### Given data
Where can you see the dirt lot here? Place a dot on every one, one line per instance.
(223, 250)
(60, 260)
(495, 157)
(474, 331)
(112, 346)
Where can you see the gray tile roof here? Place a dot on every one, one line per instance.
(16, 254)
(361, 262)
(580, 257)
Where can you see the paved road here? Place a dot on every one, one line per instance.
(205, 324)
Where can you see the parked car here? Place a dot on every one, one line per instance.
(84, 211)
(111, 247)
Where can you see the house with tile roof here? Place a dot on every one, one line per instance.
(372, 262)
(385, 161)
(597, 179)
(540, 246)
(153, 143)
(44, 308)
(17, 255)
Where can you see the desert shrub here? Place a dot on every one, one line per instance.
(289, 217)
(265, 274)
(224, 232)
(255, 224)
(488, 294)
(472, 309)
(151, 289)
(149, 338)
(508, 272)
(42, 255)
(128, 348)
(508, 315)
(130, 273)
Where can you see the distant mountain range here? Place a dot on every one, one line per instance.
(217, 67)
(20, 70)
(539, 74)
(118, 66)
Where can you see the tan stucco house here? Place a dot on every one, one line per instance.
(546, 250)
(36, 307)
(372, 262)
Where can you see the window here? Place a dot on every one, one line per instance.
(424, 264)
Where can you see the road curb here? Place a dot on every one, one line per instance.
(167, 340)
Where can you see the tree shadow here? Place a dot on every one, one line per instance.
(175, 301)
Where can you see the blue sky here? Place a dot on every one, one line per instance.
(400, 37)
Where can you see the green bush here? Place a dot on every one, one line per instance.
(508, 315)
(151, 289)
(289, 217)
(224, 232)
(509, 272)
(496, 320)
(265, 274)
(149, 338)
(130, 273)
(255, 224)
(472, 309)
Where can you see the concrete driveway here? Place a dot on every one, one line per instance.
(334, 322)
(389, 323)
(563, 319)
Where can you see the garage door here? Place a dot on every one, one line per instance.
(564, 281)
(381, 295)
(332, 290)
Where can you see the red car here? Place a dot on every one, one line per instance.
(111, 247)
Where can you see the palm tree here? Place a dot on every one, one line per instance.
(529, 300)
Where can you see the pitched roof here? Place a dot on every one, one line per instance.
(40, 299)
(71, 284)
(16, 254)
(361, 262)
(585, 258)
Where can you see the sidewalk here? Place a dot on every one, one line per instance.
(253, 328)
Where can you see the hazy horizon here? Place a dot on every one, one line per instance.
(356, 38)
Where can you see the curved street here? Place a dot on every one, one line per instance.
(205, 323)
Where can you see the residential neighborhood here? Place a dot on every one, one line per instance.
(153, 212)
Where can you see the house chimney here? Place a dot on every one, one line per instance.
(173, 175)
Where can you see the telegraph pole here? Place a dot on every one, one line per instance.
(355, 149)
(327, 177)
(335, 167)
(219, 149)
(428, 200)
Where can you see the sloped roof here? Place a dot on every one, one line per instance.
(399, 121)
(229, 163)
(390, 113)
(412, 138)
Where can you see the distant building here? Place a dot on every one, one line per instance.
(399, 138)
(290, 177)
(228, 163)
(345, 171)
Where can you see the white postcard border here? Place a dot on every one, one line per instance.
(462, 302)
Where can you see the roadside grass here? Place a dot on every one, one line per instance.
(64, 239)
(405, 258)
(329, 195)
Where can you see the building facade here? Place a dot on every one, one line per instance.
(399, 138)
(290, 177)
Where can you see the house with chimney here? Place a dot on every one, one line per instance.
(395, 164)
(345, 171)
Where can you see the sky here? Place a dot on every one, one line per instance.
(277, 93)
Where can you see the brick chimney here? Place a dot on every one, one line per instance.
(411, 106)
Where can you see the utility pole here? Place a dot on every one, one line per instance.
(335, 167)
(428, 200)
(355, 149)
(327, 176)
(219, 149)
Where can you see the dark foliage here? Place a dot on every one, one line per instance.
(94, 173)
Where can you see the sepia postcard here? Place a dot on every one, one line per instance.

### Goal
Rewrite the lines above so that every "Place a dot" becomes "Put a mark", leaving everything else unchanged.

### Answer to this problem
Where can you see the dirt lot here? Put a mark on every one, one line per instance.
(223, 250)
(60, 260)
(495, 157)
(474, 331)
(112, 346)
Where can you see the gray tile roof here? Put a mark on every one, one line per instance.
(16, 254)
(361, 262)
(580, 257)
Where can you see the paved road here? Put a mark on every one, one line per instance.
(205, 324)
Where can you see the parked car here? Put a mark on every one, one line per instance.
(84, 211)
(111, 247)
Where can you see the house with tile roof here? Put a mark on every one, one line per instance.
(372, 262)
(385, 161)
(597, 179)
(540, 246)
(153, 143)
(44, 308)
(17, 255)
Where can you see the desert shrub here? Put a mark on every one, one line per instance.
(289, 217)
(265, 274)
(224, 232)
(255, 224)
(488, 294)
(472, 309)
(151, 289)
(149, 338)
(508, 272)
(42, 255)
(128, 348)
(508, 315)
(130, 273)
Where can you see the distant mountain range here? Put a mark on every one, one line per instance.
(217, 67)
(20, 70)
(539, 74)
(118, 66)
Where can you see the tan stucco house here? Put a mark on every one, one line per instance.
(546, 250)
(36, 307)
(372, 262)
Where can you see the window here? Put a mark on every one, one line per instance.
(424, 264)
Where can you see the road curb here? Put a mark on every one, one line per instance.
(167, 340)
Where can you see the tree shadow here? Put a mark on every one, one line per instance.
(175, 301)
Where can you see the blue sky here? Put a mark on every one, one line per instance.
(400, 37)
Where can you see the green bush here? Put a mark on every one, one line per instance.
(508, 315)
(151, 289)
(289, 217)
(224, 232)
(509, 272)
(496, 320)
(265, 274)
(149, 338)
(130, 273)
(255, 224)
(472, 309)
Where can you see the concrete driveway here? Put a mark on every one, one line per instance.
(334, 322)
(389, 323)
(563, 319)
Where can you see the garage door here? Put a mark on every one, one line per instance.
(564, 281)
(381, 295)
(332, 290)
Where can you see the red car here? Put a mark on every one, one line per instance.
(111, 247)
Where can you see the palm tree here? Put a mark on every one, one line per instance.
(529, 300)
Where can you see the pitched roof here? Put a mark on every one, one line per instance.
(40, 299)
(71, 284)
(16, 254)
(361, 262)
(585, 258)
Where can you see the sidewalk here? Put a mark on every one, one line per instance.
(253, 328)
Where can you see the hazy horizon here? Put a mark on every one, one line per instance.
(356, 38)
Where can you see the curved street here? Put a mark on every one, one line per instance.
(205, 323)
Where can you see the residential neighborhood here? Put a mark on every one, one line per instance.
(153, 212)
Where can you see the house chimney here? Put a mark on every one, one line per instance.
(173, 175)
Where can you see the telegraph pole here? Put a mark on every one, one line per instance.
(355, 149)
(327, 177)
(335, 167)
(219, 149)
(428, 200)
Where can you see the sloped roof here? Put a mark on every one, one line per instance.
(399, 121)
(229, 163)
(390, 113)
(412, 138)
Where can you see the distant building here? Put a mark on every one, one line per instance.
(399, 138)
(290, 177)
(228, 163)
(345, 171)
Where can you see the white postcard border here? Put a mark on every one, one line per instance.
(462, 302)
Where can you see the roadside grass here? Put a mark on every one, one line per instance.
(64, 239)
(405, 258)
(329, 195)
Where can you see the building facade here? Put a mark on every one, one line per instance.
(399, 138)
(290, 177)
Where can you see the house with chimney here? Put a mark on every one, one line per instance.
(395, 164)
(345, 171)
Where can you see the sky here? Put a mark on every one, one line per instance.
(277, 93)
Where can you see the brick chimney here? Put a mark on every one, one line per instance.
(411, 106)
Where can you see the utility pole here? Put a mark on every one, one line per instance.
(335, 167)
(428, 200)
(355, 149)
(327, 176)
(219, 149)
Where can you see the dark foliage here? Put a mark on every one, one line per instance.
(94, 173)
Where can you see the sepia postcard here? Put a mark on every one, one line per instance.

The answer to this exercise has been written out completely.